* Exercises to complete *
1. Using the library wellbeing article below, decide whether each statement agrees with it. Give yes or no for each, with the words from the article that settle it, quoted exactly.
(a) Staff in all 43 of the county's libraries have taken part in the MECC pilot.
(b) Oxfordshire County Council's Public Health team led the pilot project.
(c) Library sections on health have gained leaflets that promote wellbeing and healthy choices.
2. Write the next few paragraphs of the library wellbeing article below, picking up after its final sentence.

* Extracted text *
* * * *

Library users urged to speak up to improve their health and wellbeing

MECC with subtitles 1

Libraries have always traditionally been seen as places where you have to keep quiet.

But now visitors are being told they shouldn’t be afraid to speak up if they want to improve their health and wellbeing.

As part of a scheme called Making Every Contact Count (MECC), some staff in the county’s libraries have been trained to help turn conversations with customers into constructive lifestyle support as part of a pilot project.

In an effort to make libraries a place where people might turn to for help in improving their lifestyle, sections dedicated to health have been supplemented with leaflets promoting wellbeing and healthy choices.

The pilot project has been spearheaded by Oxfordshire County Council’s Public Health team, which seeks to promote, improve and protect the health of local people. It’s all part of the council’s commitment to thriving communities – we help people live safe, healthy lives and play an active part in their community.

Encouraging healthy lifestyle choices

Staff from a dozen libraries have been engaged in the MECC pilot, which is now being evaluated to see how it can be rolled out further across our network of 43 libraries.

Kate Austin, a health improvement practitioner in the Public Health team, explained: “We’ve worked really closely with the Library Service putting together how this project might work.

“It’s about giving staff the skills and confidence to have conversations which might encourage people to make changes to their lifestyles to improve health.

“These are opportunist conversations and being ready to respond and signpost if people do come to you. It’s been great to work with the Library Service on this project and we’ve learnt a lot from the pilot.”

* * * *

* Listed entries *
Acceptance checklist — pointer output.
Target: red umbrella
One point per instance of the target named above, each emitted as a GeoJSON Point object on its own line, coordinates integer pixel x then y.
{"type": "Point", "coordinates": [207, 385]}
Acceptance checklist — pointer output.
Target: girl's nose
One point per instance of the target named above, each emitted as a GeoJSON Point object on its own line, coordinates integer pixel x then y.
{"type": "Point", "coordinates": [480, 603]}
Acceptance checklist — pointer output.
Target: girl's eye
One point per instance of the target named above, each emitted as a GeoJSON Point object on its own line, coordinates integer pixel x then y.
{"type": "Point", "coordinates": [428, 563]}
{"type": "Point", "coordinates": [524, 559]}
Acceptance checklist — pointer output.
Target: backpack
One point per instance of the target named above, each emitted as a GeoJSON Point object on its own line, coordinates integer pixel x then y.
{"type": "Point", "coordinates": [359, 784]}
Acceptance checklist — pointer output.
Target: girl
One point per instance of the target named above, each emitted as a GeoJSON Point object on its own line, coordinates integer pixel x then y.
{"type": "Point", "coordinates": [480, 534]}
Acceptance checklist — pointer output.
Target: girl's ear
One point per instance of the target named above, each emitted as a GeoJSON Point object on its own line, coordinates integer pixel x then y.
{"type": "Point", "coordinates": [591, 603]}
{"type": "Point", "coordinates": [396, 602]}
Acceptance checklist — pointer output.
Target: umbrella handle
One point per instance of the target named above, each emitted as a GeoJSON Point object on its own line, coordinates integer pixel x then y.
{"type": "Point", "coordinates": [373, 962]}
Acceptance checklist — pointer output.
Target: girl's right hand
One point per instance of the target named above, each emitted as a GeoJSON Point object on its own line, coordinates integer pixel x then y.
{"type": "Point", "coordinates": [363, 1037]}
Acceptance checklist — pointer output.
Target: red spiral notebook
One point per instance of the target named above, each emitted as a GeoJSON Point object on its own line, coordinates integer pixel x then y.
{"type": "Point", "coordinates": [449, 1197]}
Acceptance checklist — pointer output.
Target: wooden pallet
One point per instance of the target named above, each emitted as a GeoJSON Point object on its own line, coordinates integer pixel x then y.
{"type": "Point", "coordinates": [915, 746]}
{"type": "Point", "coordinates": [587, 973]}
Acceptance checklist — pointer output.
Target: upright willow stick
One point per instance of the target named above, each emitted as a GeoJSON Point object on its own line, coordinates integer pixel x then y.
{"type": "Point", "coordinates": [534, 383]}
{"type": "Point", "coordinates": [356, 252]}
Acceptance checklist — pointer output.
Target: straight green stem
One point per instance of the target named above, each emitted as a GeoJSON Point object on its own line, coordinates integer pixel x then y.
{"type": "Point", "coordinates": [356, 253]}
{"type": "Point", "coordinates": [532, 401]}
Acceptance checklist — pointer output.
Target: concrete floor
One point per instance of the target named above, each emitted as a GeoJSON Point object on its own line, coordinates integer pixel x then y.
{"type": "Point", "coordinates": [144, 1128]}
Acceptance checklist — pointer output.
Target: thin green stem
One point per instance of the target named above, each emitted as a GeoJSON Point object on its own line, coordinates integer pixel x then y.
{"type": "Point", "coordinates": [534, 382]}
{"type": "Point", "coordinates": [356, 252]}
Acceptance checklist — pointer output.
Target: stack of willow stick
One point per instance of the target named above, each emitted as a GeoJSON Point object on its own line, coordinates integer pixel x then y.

* * * *

* Outputs for the tasks *
1.
(a) No: "Staff from a dozen libraries have been engaged in the MECC pilot, which is now being evaluated to see how it can be rolled out further across our network of 43 libraries."
(b) Yes: "The pilot project has been spearheaded by Oxfordshire County Council’s Public Health team"
(c) Yes: "sections dedicated to health have been supplemented with leaflets promoting wellbeing and healthy choices."

2.
Combating loneliness and isolation

The pilot has been funded by a grant of just under £10,000 from Health Education England Thames Valley.

Some staff from Abingdon, Banbury, Benson, Bicester, Blackbird Leys, Botley, County, Cowley, Didcot, Kidlington, Wantage and Witney libraries took part to test the training model which included an eLearning course and then participating in a workshop delivered in partnership with Oxford Health NHS Foundation Trust.

Kate said libraries were now thinking about other ways that they can encourage health and are planning health awareness activities between now and the end of May. At Bicester, staff are thinking about the creation of a ‘knit and natter’ group to help address loneliness and isolation, while at Didcot they are considering ways to promote National Walking Month.

“We’ve been trying to raise awareness of Public Health within the library and this is a good example of it starting to work,” she said.

Pointing people in the right direction

Library staff are often drawn into conversation with customers. If those customers mention wanting to change their lifestyle, staff have been given the skills to point them in the right direction to seek help.

That might be signposting them to the county council’s Live Well Oxfordshire website, a mental health charity, a stop smoking group – or other services and sources of support to promote good health and wellbeing.

MECC has been rolled out by Health Education England nationally as a tool for behaviour change.

It states: “MECC uses the millions of day-to-day interactions that organisations and people have with other people to support them in making positive changes to their physical and mental health and wellbeing.”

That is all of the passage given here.